WHAT TO DO:
1. Answer these questions using the film review below:
(a) What is the film's title in English?
(b) Which actor plays Kesevan?
(c) Where do the three friends go after the last one who had a job is fired?
2. Extend the film review that follows, picking up right after its final sentence.

DOCUMENT SEGMENT:
----------------
Why make a _comedy_ about this phenomenon?  Well, as the common saying goes, when faced with tragedy, "you can laugh or you can cry" ... and sometimes if one is laughing, even if _uncomfortably laughing_ rather than simply crying, one can keep one's eyes open long enough to perhaps understand better why this tragedy is occurring in the first place.  So it's in this spirit (seeking to explain why this phenomenon is going on) that I believe the film was made.  And then the film's title, in English "Evil Engulfs" ought to give Viewers (as well as Reades here) an understanding of how ultimately the film-makers view this phenomenon.

So then how does the movie play-out?  The film begins at the flat of three unemployed (actually two unemployed and one about to be unemployed) 20-something buddies: Pagalavan (played by Simhaa [IMDb]), Kesevan (played by Aschok Selvan [IMDb] [OIE]) and Sekhar (played by RJ Ramesh Thilak [IMDb] [OIE]).  When even the buddy who had been working at an IT firm of some sort gets sacked, the three do what 20-something young men do the world over in such situations -- they get up and go to a bar to get drunk / blow off some steam.
----------------
Entries taken from a collection:
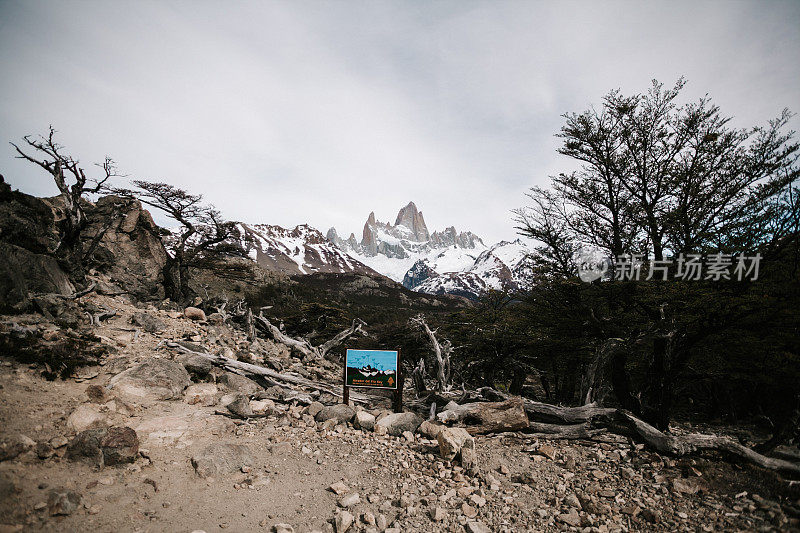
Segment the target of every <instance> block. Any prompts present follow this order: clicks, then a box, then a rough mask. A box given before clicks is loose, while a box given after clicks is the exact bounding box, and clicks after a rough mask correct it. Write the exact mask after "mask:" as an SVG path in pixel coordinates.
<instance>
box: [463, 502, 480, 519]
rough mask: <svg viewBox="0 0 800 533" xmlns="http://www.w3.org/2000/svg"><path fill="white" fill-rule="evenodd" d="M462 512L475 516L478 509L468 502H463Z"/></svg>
mask: <svg viewBox="0 0 800 533" xmlns="http://www.w3.org/2000/svg"><path fill="white" fill-rule="evenodd" d="M461 513H462V514H463V515H464V516H466V517H467V518H475V517H476V516H478V510H477V509H475V508H474V507H473V506H471V505H469V504H468V503H462V504H461Z"/></svg>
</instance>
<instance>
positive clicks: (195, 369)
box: [179, 355, 214, 379]
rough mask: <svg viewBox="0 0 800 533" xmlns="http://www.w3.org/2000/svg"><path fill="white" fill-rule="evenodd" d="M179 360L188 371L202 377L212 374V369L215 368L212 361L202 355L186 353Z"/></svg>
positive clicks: (188, 371)
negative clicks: (211, 371) (184, 355)
mask: <svg viewBox="0 0 800 533" xmlns="http://www.w3.org/2000/svg"><path fill="white" fill-rule="evenodd" d="M179 361H180V362H181V364H182V365H183V368H185V369H186V371H187V372H189V373H190V374H191V375H192V376H196V377H198V378H201V379H202V378H205V377H206V376H207V375H208V374H210V373H211V369H213V368H214V365H213V364H212V363H211V361H209V360H208V359H206V358H205V357H203V356H201V355H185V356H183V357H181V358H180V359H179Z"/></svg>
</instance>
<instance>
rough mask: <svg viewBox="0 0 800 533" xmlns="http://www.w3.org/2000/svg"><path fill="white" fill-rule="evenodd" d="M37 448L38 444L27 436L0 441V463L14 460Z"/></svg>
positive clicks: (4, 439)
mask: <svg viewBox="0 0 800 533" xmlns="http://www.w3.org/2000/svg"><path fill="white" fill-rule="evenodd" d="M34 446H36V442H35V441H34V440H32V439H30V438H29V437H26V436H25V435H14V436H12V437H8V438H4V439H3V440H2V441H0V461H8V460H10V459H14V458H15V457H17V456H18V455H19V454H21V453H25V452H26V451H28V450H30V449H31V448H33V447H34Z"/></svg>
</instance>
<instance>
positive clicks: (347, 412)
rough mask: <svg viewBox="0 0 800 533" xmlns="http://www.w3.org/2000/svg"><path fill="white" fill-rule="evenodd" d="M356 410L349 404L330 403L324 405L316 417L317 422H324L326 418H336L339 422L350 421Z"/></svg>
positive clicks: (316, 414) (328, 419)
mask: <svg viewBox="0 0 800 533" xmlns="http://www.w3.org/2000/svg"><path fill="white" fill-rule="evenodd" d="M355 414H356V412H355V411H354V410H353V408H352V407H350V406H349V405H345V404H343V403H337V404H335V405H328V406H326V407H323V408H322V410H321V411H320V412H319V413H317V414H316V416H315V417H314V418H315V419H316V421H317V422H324V421H326V420H336V421H338V422H350V421H351V420H352V419H353V416H355Z"/></svg>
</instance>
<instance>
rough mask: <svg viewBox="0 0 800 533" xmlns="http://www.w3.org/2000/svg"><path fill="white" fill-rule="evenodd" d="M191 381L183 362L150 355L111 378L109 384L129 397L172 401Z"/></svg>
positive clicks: (131, 399) (128, 398) (126, 396)
mask: <svg viewBox="0 0 800 533" xmlns="http://www.w3.org/2000/svg"><path fill="white" fill-rule="evenodd" d="M190 383H191V381H190V379H189V373H188V372H187V371H186V369H185V368H184V367H183V365H182V364H180V363H178V362H176V361H170V360H168V359H162V358H151V359H148V360H147V361H144V362H143V363H139V364H138V365H136V366H134V367H132V368H129V369H128V370H125V371H124V372H121V373H119V374H117V375H116V376H114V377H113V378H111V381H110V383H109V385H110V387H111V388H112V389H113V390H115V391H117V392H118V393H120V394H121V395H123V396H124V397H126V398H127V399H130V400H134V401H135V400H173V399H178V398H180V397H181V396H182V395H183V390H184V389H185V388H186V387H187V386H188V385H189V384H190Z"/></svg>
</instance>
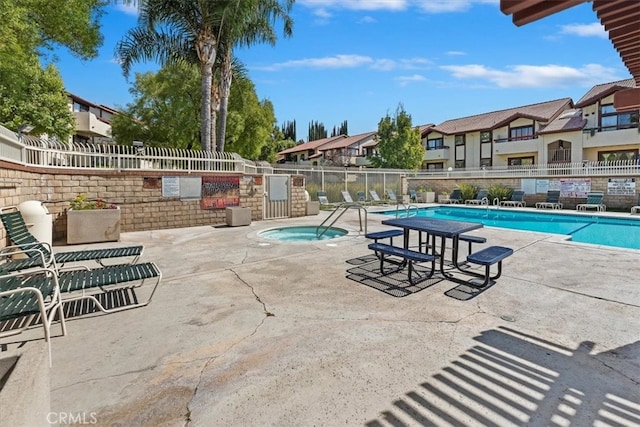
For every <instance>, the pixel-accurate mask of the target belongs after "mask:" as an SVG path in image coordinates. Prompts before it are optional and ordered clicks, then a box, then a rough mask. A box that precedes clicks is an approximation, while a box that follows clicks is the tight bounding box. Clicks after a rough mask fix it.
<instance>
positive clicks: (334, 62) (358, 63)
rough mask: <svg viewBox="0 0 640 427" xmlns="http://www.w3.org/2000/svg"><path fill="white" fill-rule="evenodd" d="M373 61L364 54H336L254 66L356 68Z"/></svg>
mask: <svg viewBox="0 0 640 427" xmlns="http://www.w3.org/2000/svg"><path fill="white" fill-rule="evenodd" d="M371 63H373V59H372V58H371V57H369V56H363V55H335V56H327V57H324V58H305V59H295V60H291V61H286V62H279V63H276V64H272V65H268V66H265V67H252V68H255V69H259V70H263V71H278V70H282V69H284V68H354V67H359V66H362V65H367V64H371Z"/></svg>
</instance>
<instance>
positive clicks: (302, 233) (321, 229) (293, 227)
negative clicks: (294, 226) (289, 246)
mask: <svg viewBox="0 0 640 427" xmlns="http://www.w3.org/2000/svg"><path fill="white" fill-rule="evenodd" d="M322 231H324V228H322V229H321V230H320V232H322ZM348 233H349V232H348V231H347V230H344V229H342V228H337V227H330V228H329V229H327V231H326V232H324V233H323V234H322V236H318V227H317V226H306V227H305V226H299V227H280V228H272V229H269V230H265V231H262V232H260V233H258V236H260V237H263V238H265V239H271V240H278V241H281V242H312V241H319V240H330V239H335V238H336V237H343V236H346V235H347V234H348Z"/></svg>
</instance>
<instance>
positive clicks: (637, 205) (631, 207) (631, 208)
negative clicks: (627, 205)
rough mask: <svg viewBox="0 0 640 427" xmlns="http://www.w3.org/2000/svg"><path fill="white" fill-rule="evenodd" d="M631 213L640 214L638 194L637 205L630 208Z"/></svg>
mask: <svg viewBox="0 0 640 427" xmlns="http://www.w3.org/2000/svg"><path fill="white" fill-rule="evenodd" d="M631 213H632V214H634V213H640V193H638V203H637V204H636V206H631Z"/></svg>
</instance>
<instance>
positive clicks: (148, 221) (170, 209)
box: [0, 161, 306, 246]
mask: <svg viewBox="0 0 640 427" xmlns="http://www.w3.org/2000/svg"><path fill="white" fill-rule="evenodd" d="M163 176H194V174H187V173H184V172H179V171H171V172H156V171H112V170H107V171H68V170H64V171H62V170H57V169H51V168H42V169H40V168H33V167H24V166H20V165H15V164H13V163H8V162H2V161H0V206H2V207H6V206H17V205H19V204H20V203H22V202H24V201H27V200H38V201H42V202H44V205H45V206H46V207H47V209H48V210H49V212H50V213H51V214H52V219H53V241H54V242H56V243H57V244H59V243H61V242H64V241H65V239H66V227H67V221H66V211H67V209H68V208H69V202H70V201H71V200H72V199H73V198H74V197H76V196H77V195H78V194H80V193H86V194H87V197H88V198H89V199H96V198H101V199H104V200H105V201H106V202H107V203H114V204H116V205H118V206H119V207H120V210H121V212H122V220H121V221H122V222H121V226H120V227H121V231H122V232H127V231H144V230H156V229H163V228H178V227H194V226H201V225H223V224H225V223H226V211H225V209H224V208H222V209H203V208H202V207H201V204H200V200H196V199H193V200H186V199H179V198H177V197H176V198H168V197H162V185H161V183H162V177H163ZM197 176H203V177H204V176H238V177H239V178H240V206H243V207H250V208H251V216H252V220H254V221H259V220H262V219H263V197H264V196H263V195H264V184H263V179H262V178H263V177H262V175H242V174H237V173H235V174H234V173H217V174H216V173H211V174H209V175H208V174H203V173H199V174H198V175H197ZM296 180H297V182H298V183H299V182H300V181H301V182H302V185H301V186H293V185H292V186H291V198H292V200H291V215H290V216H291V217H296V216H304V215H305V210H306V203H305V200H304V199H305V197H304V177H303V176H296V177H293V181H296ZM5 245H6V233H5V231H4V228H2V229H1V230H0V246H5Z"/></svg>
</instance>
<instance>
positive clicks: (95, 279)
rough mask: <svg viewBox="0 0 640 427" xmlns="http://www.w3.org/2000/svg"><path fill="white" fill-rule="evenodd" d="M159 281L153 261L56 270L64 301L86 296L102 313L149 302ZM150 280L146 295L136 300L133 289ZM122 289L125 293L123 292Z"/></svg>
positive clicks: (65, 301)
mask: <svg viewBox="0 0 640 427" xmlns="http://www.w3.org/2000/svg"><path fill="white" fill-rule="evenodd" d="M161 280H162V273H161V272H160V269H159V268H158V266H157V265H156V264H154V263H153V262H143V263H138V264H121V265H109V266H106V267H99V268H89V267H87V266H77V267H74V268H65V269H60V271H58V283H59V286H60V295H61V300H62V302H63V303H67V302H70V301H78V300H83V299H87V300H91V301H92V302H93V303H94V304H95V305H96V307H97V308H98V309H100V310H101V311H103V312H105V313H113V312H116V311H122V310H129V309H131V308H136V307H142V306H145V305H148V304H149V303H150V302H151V298H152V297H153V294H154V293H155V291H156V288H157V287H158V285H159V284H160V281H161ZM149 282H150V283H151V284H150V285H149V286H147V287H145V289H150V291H149V293H148V296H147V298H146V299H144V300H141V299H139V298H138V297H139V296H138V295H137V294H136V293H135V289H137V288H140V287H142V286H143V285H145V284H147V283H149ZM116 291H119V292H120V293H119V294H118V295H117V296H116V295H114V296H113V297H109V295H108V294H109V293H112V294H113V293H114V292H116ZM124 291H127V293H123V292H124Z"/></svg>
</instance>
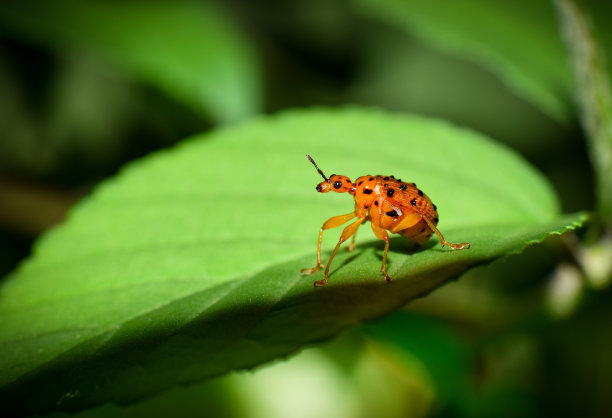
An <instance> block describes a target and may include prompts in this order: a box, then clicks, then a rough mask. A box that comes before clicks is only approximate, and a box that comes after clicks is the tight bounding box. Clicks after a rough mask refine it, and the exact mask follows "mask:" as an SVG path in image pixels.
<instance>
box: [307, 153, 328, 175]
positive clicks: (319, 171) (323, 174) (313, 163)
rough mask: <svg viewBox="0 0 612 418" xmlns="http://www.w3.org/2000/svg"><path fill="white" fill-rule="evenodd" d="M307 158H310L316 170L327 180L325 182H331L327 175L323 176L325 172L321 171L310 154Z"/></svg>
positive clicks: (310, 160)
mask: <svg viewBox="0 0 612 418" xmlns="http://www.w3.org/2000/svg"><path fill="white" fill-rule="evenodd" d="M306 158H308V160H309V161H310V162H311V163H312V165H314V166H315V168H316V169H317V171H318V172H319V174H320V175H321V176H322V177H323V178H324V179H325V181H329V179H328V178H327V177H325V174H323V172H322V171H321V169H320V168H319V167H318V166H317V163H315V162H314V160H313V159H312V157H311V156H310V155H308V154H306Z"/></svg>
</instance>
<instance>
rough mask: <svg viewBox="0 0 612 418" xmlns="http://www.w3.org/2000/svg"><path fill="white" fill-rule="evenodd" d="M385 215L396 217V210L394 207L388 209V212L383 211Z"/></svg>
mask: <svg viewBox="0 0 612 418" xmlns="http://www.w3.org/2000/svg"><path fill="white" fill-rule="evenodd" d="M385 215H387V216H390V217H392V218H397V212H396V211H395V209H393V210H390V211H389V212H387V213H385Z"/></svg>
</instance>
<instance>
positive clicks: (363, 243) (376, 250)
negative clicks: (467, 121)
mask: <svg viewBox="0 0 612 418" xmlns="http://www.w3.org/2000/svg"><path fill="white" fill-rule="evenodd" d="M307 152H308V153H310V154H311V155H313V157H315V158H316V160H317V164H318V165H319V166H320V167H321V168H322V169H323V170H324V171H326V172H329V173H330V174H331V173H334V172H335V173H342V174H344V175H347V176H349V177H350V178H352V179H354V178H356V177H358V176H360V175H365V174H386V175H391V174H393V175H395V176H396V177H402V178H403V180H404V181H411V182H416V183H417V184H418V185H419V187H420V188H421V189H422V190H424V191H426V193H427V195H428V196H429V197H430V198H431V199H432V201H433V202H435V204H436V205H437V207H438V212H439V216H440V221H439V227H440V228H441V229H442V230H443V231H444V234H445V237H446V238H447V239H448V240H451V241H456V240H459V239H460V240H462V241H467V242H470V243H471V244H472V247H471V249H469V250H462V251H449V250H447V249H443V248H441V247H440V245H439V243H438V241H436V239H432V240H431V241H430V242H429V243H428V245H426V246H425V248H424V249H423V250H421V251H417V252H409V251H408V250H407V248H406V245H405V241H404V240H403V239H402V238H400V237H397V238H392V240H391V246H390V251H389V260H388V271H389V274H390V276H391V277H392V278H393V280H392V281H391V282H390V283H387V282H385V280H384V278H383V277H382V276H381V274H380V272H379V269H380V257H381V253H382V243H381V242H380V241H379V240H377V239H375V238H374V236H373V235H372V234H371V231H369V230H367V226H366V227H363V229H364V231H362V232H360V234H359V236H358V240H357V241H358V242H357V247H356V248H355V250H354V251H353V252H352V253H347V252H345V251H341V252H339V254H338V256H337V258H336V259H335V260H334V265H333V267H332V269H331V272H330V281H329V283H328V284H327V285H326V286H324V287H323V288H317V289H314V288H313V286H312V281H313V278H315V279H317V278H320V276H318V277H317V274H319V273H317V274H314V275H312V276H306V277H305V276H302V275H300V269H301V268H304V267H308V266H310V265H312V264H313V262H314V261H315V248H316V238H317V234H318V230H319V228H320V226H321V224H322V223H323V221H324V220H325V219H327V218H329V217H331V216H335V215H339V214H343V213H348V212H350V211H351V210H353V201H352V199H351V198H350V196H348V195H346V194H345V195H338V194H332V195H321V194H319V193H317V192H316V191H315V186H316V184H317V183H318V182H320V177H319V174H317V173H316V171H315V170H313V167H312V165H311V164H310V163H309V162H308V161H307V160H306V159H305V158H304V154H305V153H307ZM584 218H585V216H584V215H583V214H575V215H560V212H559V206H558V203H557V200H556V197H555V195H554V193H553V191H552V189H551V187H550V185H549V184H548V183H547V182H546V180H545V179H544V178H543V177H542V176H541V175H540V174H538V173H537V172H536V171H535V170H534V169H533V168H532V167H530V166H529V165H528V164H527V163H526V162H525V161H523V160H522V159H521V158H520V157H519V156H518V155H517V154H515V153H514V152H513V151H511V150H509V149H506V148H504V147H502V146H500V145H498V144H496V143H494V142H492V141H490V140H488V139H487V138H485V137H483V136H482V135H479V134H477V133H475V132H472V131H468V130H464V129H459V128H456V127H454V126H452V125H450V124H447V123H445V122H443V121H440V120H432V119H426V118H422V117H416V116H397V115H388V114H385V113H383V112H380V111H375V110H366V109H357V108H355V109H318V110H309V111H294V112H289V113H285V114H281V115H278V116H274V117H268V118H261V119H259V120H256V121H253V122H250V123H246V124H243V125H240V126H236V127H232V128H227V129H223V130H220V131H218V132H214V133H211V134H208V135H202V136H198V137H194V138H192V139H190V140H187V141H185V142H184V143H182V144H181V145H180V146H178V147H176V148H174V149H171V150H167V151H161V152H158V153H156V154H153V155H151V156H149V157H146V158H143V159H142V160H140V161H136V162H134V163H132V164H129V165H128V166H127V167H125V168H124V169H123V170H122V172H121V173H119V174H118V175H117V176H116V177H114V178H112V179H109V180H108V181H106V182H104V183H103V184H101V185H100V186H99V187H97V189H96V190H95V191H94V192H93V193H92V195H91V196H89V197H88V198H86V199H84V200H83V201H82V202H81V203H80V204H78V205H77V207H75V208H74V210H73V211H72V212H71V213H70V216H69V217H68V219H67V221H66V222H65V223H64V224H63V225H61V226H60V227H58V228H56V229H54V230H52V231H50V232H49V233H47V234H45V235H44V236H43V237H42V238H41V239H40V240H39V241H38V242H37V244H36V246H35V248H34V250H33V254H32V256H31V257H30V258H29V259H28V260H26V261H25V262H24V263H23V264H22V265H21V266H20V267H19V268H18V269H17V270H16V271H15V272H14V273H12V274H11V275H10V276H9V277H8V278H6V279H5V281H4V282H3V285H2V287H1V288H0V295H1V298H0V318H2V320H1V321H0V352H1V353H2V355H1V356H0V370H2V373H1V374H0V410H3V411H5V410H9V411H12V412H16V413H32V412H40V411H48V410H53V409H62V410H73V411H74V410H79V409H83V408H86V407H89V406H92V405H96V404H101V403H104V402H108V401H114V402H119V403H126V402H131V401H135V400H138V399H141V398H143V397H146V396H150V395H152V394H155V393H157V392H159V391H162V390H164V389H167V388H170V387H172V386H174V385H176V384H179V383H187V382H195V381H198V380H202V379H205V378H210V377H213V376H218V375H221V374H223V373H226V372H228V371H230V370H236V369H244V368H251V367H254V366H256V365H258V364H261V363H263V362H266V361H269V360H271V359H274V358H276V357H280V356H286V355H288V354H290V353H292V352H294V351H296V350H298V349H299V348H300V347H302V346H304V345H306V344H311V343H314V342H317V341H321V340H324V339H326V338H330V337H331V336H333V335H335V334H336V333H338V332H340V331H341V330H343V329H345V328H346V327H348V326H350V325H352V324H356V323H359V322H361V321H365V320H368V319H371V318H375V317H378V316H380V315H383V314H385V313H387V312H390V311H392V310H393V309H396V308H398V307H400V306H402V305H404V304H405V303H407V302H409V301H410V300H412V299H414V298H416V297H418V296H422V295H424V294H426V293H428V292H431V291H432V290H434V289H435V288H436V287H437V286H439V285H441V284H443V283H444V282H446V281H448V280H450V279H452V278H454V277H457V276H458V275H460V274H461V273H462V272H464V271H465V270H467V269H469V268H470V267H472V266H475V265H478V264H482V263H487V262H490V261H492V260H494V259H496V258H498V257H502V256H504V255H507V254H512V253H518V252H520V251H521V250H522V249H523V248H524V247H525V246H527V245H530V244H534V243H537V242H540V241H541V240H543V239H545V238H546V237H547V236H549V235H551V234H561V233H563V232H565V231H568V230H571V229H573V228H576V227H578V226H579V225H580V224H581V223H582V222H583V221H584ZM338 233H339V231H338V230H333V231H330V232H329V234H327V235H325V236H324V242H323V249H324V254H323V255H324V257H328V256H329V252H328V250H329V249H330V248H331V247H332V246H333V245H335V242H336V240H337V237H338Z"/></svg>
----------------
WRITTEN ANSWERS:
1.
(a) "Evil Engulfs"
(b) Aschok Selvan
(c) To a bar, to get drunk and blow off some steam.

2.
Well at said bar, they run into somewhat older, 40-something character named Das (played by Vijay sethupathi [IMDb] [OIE]) who's there with his (and you're never quite sure if she's real) very attractive, significantly younger and adoring girlfriend Shalu (played by Shanchita Shetty [IMDb] [OIE]) "drinking away his own sorrows" as well.  For he had come-up with an "awesome way to make some money" --  kidnapping people, but then not asking for too much money and treating them nicely -- and yet, when he had tried to do so for the first time, with his (imaginary?) girlfriend at the wheel, he couldn't get the 15 year old girl that he was trying to kidnap as she walking home from a volleyball practice into his rickety van because she kept hitting him in the head with her volleyball.  "Something was missing..." What was missing was a bigger "crew."  And his adoring girl-friend applauds when he "realizes" that this was "the flaw" in his plan...

Well, wannabe crime master (but also wanting to be "nice about" it ;-) Das spots the three 20-somethings drinking to the loss of their friend's job, and decides to walk over to them and "give them an offer" that they _obviously_ "could refuse."  But they are too drunk and, frankly too stupid to do so.  And the promise of "easy money with minimal risk" is just what their quite marinated minds were looking for.  So, they say "yes."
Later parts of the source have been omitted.